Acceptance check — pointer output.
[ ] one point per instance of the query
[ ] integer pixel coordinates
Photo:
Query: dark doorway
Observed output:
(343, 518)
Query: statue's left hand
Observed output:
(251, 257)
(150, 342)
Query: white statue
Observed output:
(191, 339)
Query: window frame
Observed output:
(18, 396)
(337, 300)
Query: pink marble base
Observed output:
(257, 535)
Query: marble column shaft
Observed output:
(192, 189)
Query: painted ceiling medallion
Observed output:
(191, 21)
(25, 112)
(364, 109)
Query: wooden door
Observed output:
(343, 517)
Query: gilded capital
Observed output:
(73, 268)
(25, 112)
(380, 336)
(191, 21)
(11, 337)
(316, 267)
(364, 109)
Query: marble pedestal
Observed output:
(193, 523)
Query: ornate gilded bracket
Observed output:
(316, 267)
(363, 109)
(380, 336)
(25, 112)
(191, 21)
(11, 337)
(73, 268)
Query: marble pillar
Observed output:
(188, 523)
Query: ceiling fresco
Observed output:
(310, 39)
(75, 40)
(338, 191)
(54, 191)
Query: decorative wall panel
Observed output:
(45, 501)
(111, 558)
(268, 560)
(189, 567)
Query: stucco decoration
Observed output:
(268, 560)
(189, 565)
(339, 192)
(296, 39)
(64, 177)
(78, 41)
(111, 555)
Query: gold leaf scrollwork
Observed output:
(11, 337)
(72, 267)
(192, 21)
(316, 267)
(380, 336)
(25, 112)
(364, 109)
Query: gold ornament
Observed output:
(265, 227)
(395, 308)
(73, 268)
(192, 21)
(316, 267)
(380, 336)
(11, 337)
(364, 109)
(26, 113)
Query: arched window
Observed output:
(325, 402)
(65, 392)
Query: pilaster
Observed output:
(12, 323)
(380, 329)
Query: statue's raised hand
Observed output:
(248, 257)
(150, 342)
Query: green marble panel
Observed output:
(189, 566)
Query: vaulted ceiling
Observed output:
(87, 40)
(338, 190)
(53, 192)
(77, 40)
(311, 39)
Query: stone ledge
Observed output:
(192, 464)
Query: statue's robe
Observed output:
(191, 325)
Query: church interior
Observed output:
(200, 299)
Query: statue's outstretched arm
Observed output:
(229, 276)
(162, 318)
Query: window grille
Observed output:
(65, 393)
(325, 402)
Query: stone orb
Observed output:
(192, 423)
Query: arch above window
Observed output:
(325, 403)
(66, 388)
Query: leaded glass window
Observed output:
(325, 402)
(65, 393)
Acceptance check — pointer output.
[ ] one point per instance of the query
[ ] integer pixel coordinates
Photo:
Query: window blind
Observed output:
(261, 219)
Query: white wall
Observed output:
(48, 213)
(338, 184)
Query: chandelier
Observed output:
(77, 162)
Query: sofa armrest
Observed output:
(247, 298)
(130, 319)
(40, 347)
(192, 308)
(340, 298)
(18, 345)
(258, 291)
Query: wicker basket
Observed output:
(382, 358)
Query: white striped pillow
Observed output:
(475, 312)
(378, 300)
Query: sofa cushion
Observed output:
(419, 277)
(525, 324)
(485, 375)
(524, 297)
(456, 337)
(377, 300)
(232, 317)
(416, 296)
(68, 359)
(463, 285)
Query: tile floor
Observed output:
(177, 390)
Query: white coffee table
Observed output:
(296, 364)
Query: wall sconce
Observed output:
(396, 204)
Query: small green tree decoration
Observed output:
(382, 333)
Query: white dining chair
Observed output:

═══

Respond with one number, namely the count of lines in the entries above that hold the word "ceiling".

3